**REQUIRED ACTION 1**: Which groups of people does the Asperger's blog post list as attending the conference?
**REQUIRED ACTION 2**: Go on with the Asperger's blog post, starting right after its final sentence.

**EXERCISE PASSAGE**:
++++++++++++++++++++

Saturday, October 23, 2010

My Aspie Angel

I picked up the expression "Aspie Angel" from an Autism/Asperger's support group I joined. People with Asperger's Syndrome are referred to as Aspie's. My son, Bill, has Asperger's Syndrome. He is beautiful, sweet and brilliant. Everyone adores him. He is not like other kids - normal kids, that are referred to as Neuro Typical or NT. He is not NT. He is unique. True, all children are unique and special but a child with Asperger's is not only that but they see the entire world as a unique place and through their unique eyes. Asperger's Syndrome is on the Autistic Spectrum but carries it's own special markers.
Recently, I attended a conference with Temple Grandin, a brilliant inventor and author with Autism/Asperger's that was recently featured in an HBO film and Tony Attwood, the leading expert in Asperger's Syndrome. There were over 1400 people in attendance - parents, teachers, mental health professionals and adult Aspies. It was an emotional journey. I found myself interviewing an adult Aspie and telling him my fears of what lies ahead for my son. I also spoke to a woman with a 3 year old boy that she feared had Autism. I told that between about 2 1/2 and 6 were the worst times for us and that things would get better. I told her how well Bill was doing now but that the road was very hard and that she could do it if I did. I felt strange doling out advice but I felt I had too.

++++++++++++++++++++

Items from a dataset:
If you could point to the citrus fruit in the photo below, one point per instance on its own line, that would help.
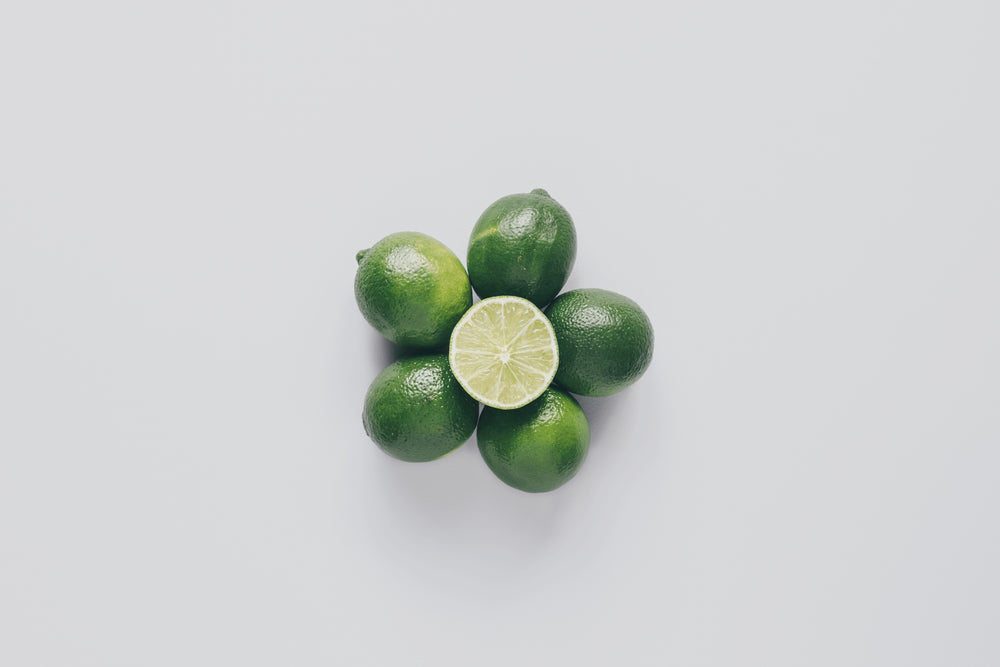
(416, 411)
(538, 447)
(503, 351)
(523, 245)
(412, 289)
(605, 341)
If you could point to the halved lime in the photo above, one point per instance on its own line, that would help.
(503, 352)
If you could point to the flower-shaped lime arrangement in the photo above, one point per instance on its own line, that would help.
(522, 363)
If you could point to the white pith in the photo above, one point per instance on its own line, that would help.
(487, 359)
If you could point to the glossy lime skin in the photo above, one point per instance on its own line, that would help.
(523, 245)
(605, 341)
(412, 289)
(538, 447)
(415, 410)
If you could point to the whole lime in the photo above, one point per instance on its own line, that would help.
(538, 447)
(415, 410)
(523, 245)
(605, 341)
(412, 289)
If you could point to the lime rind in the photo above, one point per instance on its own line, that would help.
(503, 352)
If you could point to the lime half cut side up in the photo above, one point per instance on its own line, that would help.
(503, 352)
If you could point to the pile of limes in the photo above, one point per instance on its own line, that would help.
(522, 363)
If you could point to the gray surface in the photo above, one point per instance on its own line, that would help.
(803, 197)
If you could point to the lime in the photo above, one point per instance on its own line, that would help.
(504, 352)
(605, 341)
(538, 447)
(523, 245)
(416, 411)
(412, 289)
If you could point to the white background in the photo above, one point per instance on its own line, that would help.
(803, 196)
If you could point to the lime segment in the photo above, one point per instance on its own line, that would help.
(503, 352)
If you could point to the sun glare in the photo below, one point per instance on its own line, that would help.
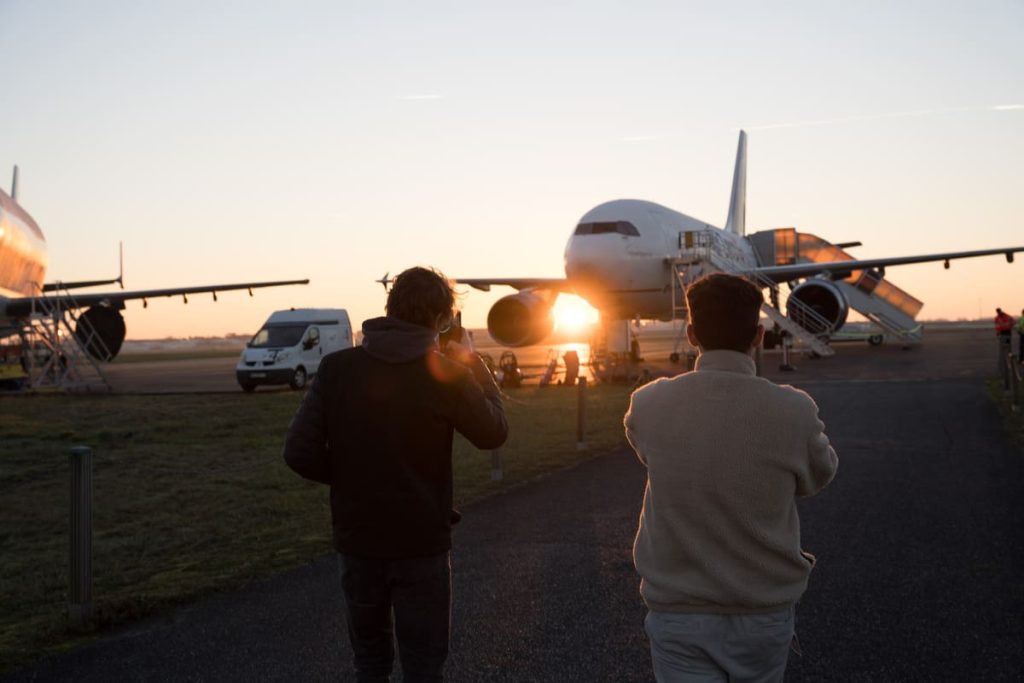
(572, 313)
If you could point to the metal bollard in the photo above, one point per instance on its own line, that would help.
(497, 470)
(80, 574)
(581, 414)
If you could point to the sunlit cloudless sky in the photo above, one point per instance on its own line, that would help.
(235, 141)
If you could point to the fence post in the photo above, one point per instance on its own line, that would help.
(581, 414)
(80, 573)
(497, 470)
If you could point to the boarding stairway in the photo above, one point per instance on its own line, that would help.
(700, 254)
(54, 342)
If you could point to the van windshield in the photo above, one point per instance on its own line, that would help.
(278, 335)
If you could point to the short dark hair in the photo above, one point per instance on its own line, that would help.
(421, 296)
(724, 311)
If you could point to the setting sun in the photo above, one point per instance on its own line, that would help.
(573, 313)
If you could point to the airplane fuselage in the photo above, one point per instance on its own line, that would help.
(621, 257)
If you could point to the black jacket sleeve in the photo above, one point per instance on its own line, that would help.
(305, 444)
(479, 413)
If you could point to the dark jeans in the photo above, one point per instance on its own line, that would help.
(410, 599)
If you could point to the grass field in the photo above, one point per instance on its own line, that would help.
(192, 497)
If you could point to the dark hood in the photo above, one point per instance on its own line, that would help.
(391, 340)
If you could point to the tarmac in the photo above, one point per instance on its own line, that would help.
(919, 544)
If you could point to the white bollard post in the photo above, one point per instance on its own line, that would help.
(497, 470)
(582, 414)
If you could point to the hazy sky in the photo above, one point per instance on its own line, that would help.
(227, 141)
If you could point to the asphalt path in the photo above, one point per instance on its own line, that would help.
(919, 542)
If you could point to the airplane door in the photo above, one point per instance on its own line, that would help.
(311, 349)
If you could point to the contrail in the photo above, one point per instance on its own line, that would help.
(887, 115)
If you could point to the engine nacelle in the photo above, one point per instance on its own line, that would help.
(823, 298)
(101, 331)
(520, 319)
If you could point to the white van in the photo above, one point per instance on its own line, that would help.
(289, 346)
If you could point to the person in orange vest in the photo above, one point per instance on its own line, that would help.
(1004, 326)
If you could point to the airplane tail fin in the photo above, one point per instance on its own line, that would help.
(736, 222)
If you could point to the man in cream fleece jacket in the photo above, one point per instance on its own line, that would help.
(727, 455)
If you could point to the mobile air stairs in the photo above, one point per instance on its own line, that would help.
(56, 344)
(866, 291)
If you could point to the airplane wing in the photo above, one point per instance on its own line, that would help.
(781, 273)
(23, 306)
(484, 285)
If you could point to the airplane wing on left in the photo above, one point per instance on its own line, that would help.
(782, 273)
(23, 307)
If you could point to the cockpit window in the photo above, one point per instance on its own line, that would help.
(604, 227)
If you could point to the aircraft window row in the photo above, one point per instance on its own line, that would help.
(605, 227)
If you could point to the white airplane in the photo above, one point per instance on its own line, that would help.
(631, 259)
(24, 292)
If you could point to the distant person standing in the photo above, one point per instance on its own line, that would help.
(1004, 327)
(1020, 338)
(727, 455)
(377, 426)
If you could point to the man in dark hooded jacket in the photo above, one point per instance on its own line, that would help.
(377, 425)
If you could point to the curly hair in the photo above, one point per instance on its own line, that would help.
(420, 296)
(724, 311)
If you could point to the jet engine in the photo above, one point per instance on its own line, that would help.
(821, 297)
(520, 319)
(100, 330)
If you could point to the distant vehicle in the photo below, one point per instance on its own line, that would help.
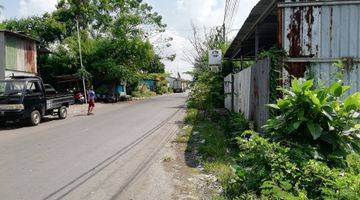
(27, 99)
(79, 97)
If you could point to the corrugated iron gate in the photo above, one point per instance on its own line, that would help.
(317, 34)
(251, 92)
(20, 54)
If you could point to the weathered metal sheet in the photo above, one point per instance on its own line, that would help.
(260, 92)
(321, 35)
(228, 92)
(242, 92)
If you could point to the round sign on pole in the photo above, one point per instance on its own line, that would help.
(215, 57)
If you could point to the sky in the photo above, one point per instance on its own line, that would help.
(177, 14)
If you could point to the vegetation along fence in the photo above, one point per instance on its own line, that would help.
(248, 92)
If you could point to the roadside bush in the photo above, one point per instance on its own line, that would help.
(207, 92)
(317, 117)
(310, 151)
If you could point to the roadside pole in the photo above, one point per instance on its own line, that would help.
(81, 65)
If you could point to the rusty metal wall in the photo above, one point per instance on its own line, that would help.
(20, 54)
(2, 56)
(228, 92)
(317, 36)
(251, 92)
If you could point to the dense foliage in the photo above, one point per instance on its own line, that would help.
(310, 151)
(116, 45)
(317, 117)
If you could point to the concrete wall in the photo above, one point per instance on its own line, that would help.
(317, 36)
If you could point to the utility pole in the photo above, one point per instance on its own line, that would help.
(224, 32)
(81, 65)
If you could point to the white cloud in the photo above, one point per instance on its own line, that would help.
(204, 14)
(35, 7)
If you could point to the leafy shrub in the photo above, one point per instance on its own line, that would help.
(143, 91)
(207, 92)
(317, 117)
(234, 124)
(271, 170)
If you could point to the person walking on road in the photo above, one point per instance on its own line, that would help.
(91, 100)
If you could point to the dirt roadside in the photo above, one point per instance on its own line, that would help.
(188, 175)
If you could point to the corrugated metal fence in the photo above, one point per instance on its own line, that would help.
(251, 92)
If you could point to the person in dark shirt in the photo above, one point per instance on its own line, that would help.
(91, 100)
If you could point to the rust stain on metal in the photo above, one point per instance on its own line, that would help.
(30, 57)
(280, 27)
(294, 33)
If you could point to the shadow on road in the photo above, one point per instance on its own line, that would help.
(18, 125)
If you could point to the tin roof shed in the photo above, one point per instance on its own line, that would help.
(315, 34)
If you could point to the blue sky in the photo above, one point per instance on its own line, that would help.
(177, 14)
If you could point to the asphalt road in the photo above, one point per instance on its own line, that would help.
(86, 157)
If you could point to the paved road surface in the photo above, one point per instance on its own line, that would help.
(87, 157)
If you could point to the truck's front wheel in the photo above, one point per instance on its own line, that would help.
(62, 112)
(35, 118)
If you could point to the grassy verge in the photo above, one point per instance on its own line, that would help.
(207, 138)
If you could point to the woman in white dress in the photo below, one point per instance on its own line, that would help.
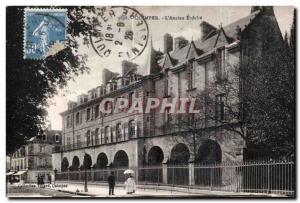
(130, 185)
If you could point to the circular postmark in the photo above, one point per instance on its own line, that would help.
(119, 31)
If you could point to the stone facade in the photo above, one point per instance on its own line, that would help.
(35, 157)
(133, 140)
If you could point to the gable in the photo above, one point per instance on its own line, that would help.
(221, 39)
(192, 52)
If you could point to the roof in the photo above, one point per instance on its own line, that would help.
(20, 173)
(230, 32)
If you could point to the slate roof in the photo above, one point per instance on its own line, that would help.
(206, 46)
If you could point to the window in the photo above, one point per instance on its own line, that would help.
(97, 136)
(68, 141)
(97, 111)
(166, 86)
(77, 119)
(31, 148)
(167, 115)
(191, 76)
(78, 140)
(68, 121)
(88, 138)
(220, 109)
(108, 107)
(118, 131)
(130, 99)
(88, 114)
(106, 134)
(220, 63)
(56, 137)
(131, 128)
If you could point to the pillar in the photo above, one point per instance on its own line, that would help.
(165, 173)
(191, 173)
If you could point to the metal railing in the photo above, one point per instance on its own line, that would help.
(273, 177)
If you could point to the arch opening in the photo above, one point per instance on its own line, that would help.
(102, 161)
(87, 162)
(180, 155)
(209, 154)
(121, 159)
(155, 156)
(75, 164)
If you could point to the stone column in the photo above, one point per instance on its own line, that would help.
(191, 173)
(165, 172)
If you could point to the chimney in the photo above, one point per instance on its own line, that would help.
(180, 42)
(168, 43)
(128, 66)
(107, 75)
(255, 8)
(71, 104)
(206, 29)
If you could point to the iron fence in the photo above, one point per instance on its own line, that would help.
(274, 177)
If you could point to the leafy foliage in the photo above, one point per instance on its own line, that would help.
(30, 83)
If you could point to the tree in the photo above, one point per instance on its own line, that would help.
(30, 83)
(258, 103)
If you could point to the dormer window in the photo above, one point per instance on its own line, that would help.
(133, 78)
(221, 58)
(56, 137)
(77, 118)
(88, 114)
(191, 76)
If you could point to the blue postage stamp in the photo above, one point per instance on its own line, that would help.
(44, 32)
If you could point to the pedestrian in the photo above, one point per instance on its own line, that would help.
(130, 185)
(42, 180)
(111, 183)
(38, 180)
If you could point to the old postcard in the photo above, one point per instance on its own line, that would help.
(150, 101)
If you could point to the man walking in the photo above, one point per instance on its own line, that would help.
(111, 183)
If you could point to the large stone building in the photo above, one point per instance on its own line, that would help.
(186, 69)
(35, 157)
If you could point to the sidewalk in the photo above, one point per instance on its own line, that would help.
(101, 190)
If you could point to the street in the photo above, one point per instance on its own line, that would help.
(17, 191)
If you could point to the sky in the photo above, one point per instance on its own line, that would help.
(189, 29)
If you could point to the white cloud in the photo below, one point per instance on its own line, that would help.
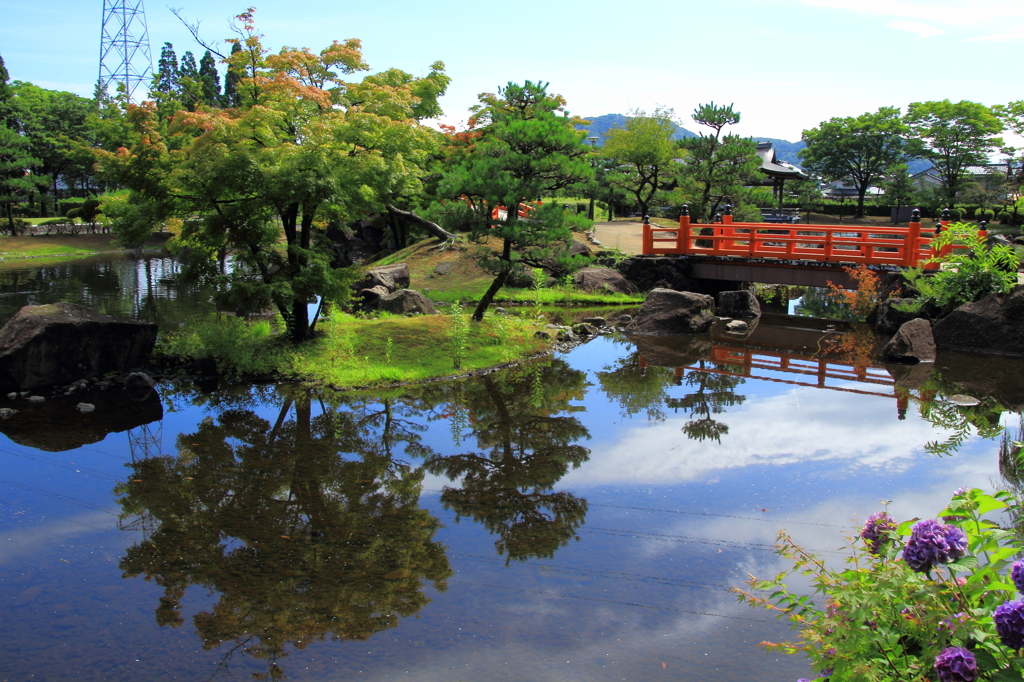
(760, 433)
(923, 30)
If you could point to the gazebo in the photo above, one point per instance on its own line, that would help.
(776, 172)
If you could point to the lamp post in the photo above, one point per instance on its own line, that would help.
(593, 146)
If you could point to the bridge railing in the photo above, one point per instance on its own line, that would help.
(829, 244)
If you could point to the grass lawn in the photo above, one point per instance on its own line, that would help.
(60, 245)
(355, 352)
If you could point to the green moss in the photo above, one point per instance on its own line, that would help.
(351, 351)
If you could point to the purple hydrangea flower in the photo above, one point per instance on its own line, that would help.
(956, 665)
(1017, 576)
(932, 544)
(1010, 623)
(876, 530)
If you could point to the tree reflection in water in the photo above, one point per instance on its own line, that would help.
(306, 527)
(638, 387)
(526, 441)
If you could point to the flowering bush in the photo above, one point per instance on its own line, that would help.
(921, 601)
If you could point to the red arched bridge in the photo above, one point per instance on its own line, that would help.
(772, 253)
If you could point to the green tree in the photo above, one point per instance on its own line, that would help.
(716, 168)
(953, 136)
(210, 80)
(856, 150)
(305, 146)
(644, 154)
(56, 125)
(232, 78)
(899, 187)
(526, 145)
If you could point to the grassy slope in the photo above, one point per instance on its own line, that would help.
(54, 245)
(353, 352)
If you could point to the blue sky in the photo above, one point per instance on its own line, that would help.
(786, 65)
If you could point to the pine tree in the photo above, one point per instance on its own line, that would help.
(210, 79)
(166, 80)
(231, 80)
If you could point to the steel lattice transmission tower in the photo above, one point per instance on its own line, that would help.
(124, 46)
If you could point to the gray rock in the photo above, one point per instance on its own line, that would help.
(668, 311)
(406, 301)
(139, 380)
(602, 279)
(993, 325)
(55, 344)
(888, 318)
(741, 304)
(392, 276)
(912, 343)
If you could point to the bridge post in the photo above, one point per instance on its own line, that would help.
(910, 247)
(718, 231)
(683, 236)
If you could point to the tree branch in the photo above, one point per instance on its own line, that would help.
(431, 227)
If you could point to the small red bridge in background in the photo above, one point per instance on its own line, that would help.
(803, 255)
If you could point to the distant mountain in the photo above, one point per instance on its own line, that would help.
(784, 150)
(600, 124)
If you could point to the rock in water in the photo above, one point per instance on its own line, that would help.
(404, 301)
(602, 279)
(738, 304)
(993, 325)
(668, 311)
(58, 343)
(912, 343)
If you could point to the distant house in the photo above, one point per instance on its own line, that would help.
(776, 172)
(988, 176)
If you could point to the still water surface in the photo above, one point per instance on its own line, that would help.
(580, 518)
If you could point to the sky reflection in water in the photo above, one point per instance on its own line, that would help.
(601, 550)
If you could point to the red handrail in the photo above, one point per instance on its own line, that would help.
(828, 244)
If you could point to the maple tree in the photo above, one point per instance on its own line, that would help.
(305, 144)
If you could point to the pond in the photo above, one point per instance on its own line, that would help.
(581, 517)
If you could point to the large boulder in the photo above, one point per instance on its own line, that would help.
(742, 304)
(59, 343)
(602, 279)
(912, 343)
(391, 278)
(668, 311)
(993, 325)
(406, 301)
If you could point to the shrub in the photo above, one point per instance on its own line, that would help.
(945, 608)
(979, 271)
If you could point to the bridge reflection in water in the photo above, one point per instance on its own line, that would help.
(799, 351)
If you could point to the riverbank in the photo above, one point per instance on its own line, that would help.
(357, 352)
(68, 246)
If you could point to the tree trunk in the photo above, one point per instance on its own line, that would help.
(496, 286)
(431, 227)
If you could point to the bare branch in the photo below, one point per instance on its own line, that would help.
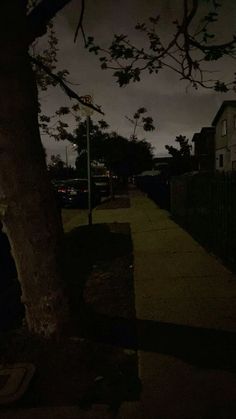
(63, 85)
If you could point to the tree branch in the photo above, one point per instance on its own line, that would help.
(63, 85)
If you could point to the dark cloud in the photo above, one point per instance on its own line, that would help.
(175, 109)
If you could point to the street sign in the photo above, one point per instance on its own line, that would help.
(85, 110)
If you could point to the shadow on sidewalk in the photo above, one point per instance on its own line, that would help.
(205, 348)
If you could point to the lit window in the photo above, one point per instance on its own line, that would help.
(221, 160)
(224, 127)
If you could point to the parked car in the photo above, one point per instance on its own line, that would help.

++++++++++++++++++++

**RESPONSE 1**: Parents, teachers, mental health professionals, and adult Aspies.

**RESPONSE 2**:
There were parents with children older than my son and they shared their experiences. I felt hope in myself.
While Temple Grandin was finishing up her speech, I snuck out so I could be in line for her to sign her book. Standing at one of the book dealers I spotted a white haired man giving autographs. It was Tony Attwood. The man I drove 6 hours to see. He was autographing a book for the book dealer. I stood next to him and thanked him for being there. I told him how far I came and he commented he came all the way from Australia to be there. I thanked him. I asked him if he had time to sign books later. He said he didn't know but would sign one for me. I pulled my book out of my backpack and he signed it. As I handed him the book I started to cry. I told him that I thought he wrote his book, "The Complete Guide to Asperger's Syndrome", about my son. He was very gracious.
I didn't think my son was classic Autistic as he was first diagnosed. Some things didn't fit in to that diagnosis. Yes, he was high functioning but not exactly. Something was different about him. Something about his socializing, speaking and moving was not all autism. Dr. Attwood's book described Bill exactly - as unique and as unique as everyone with Asperger's Syndrome is.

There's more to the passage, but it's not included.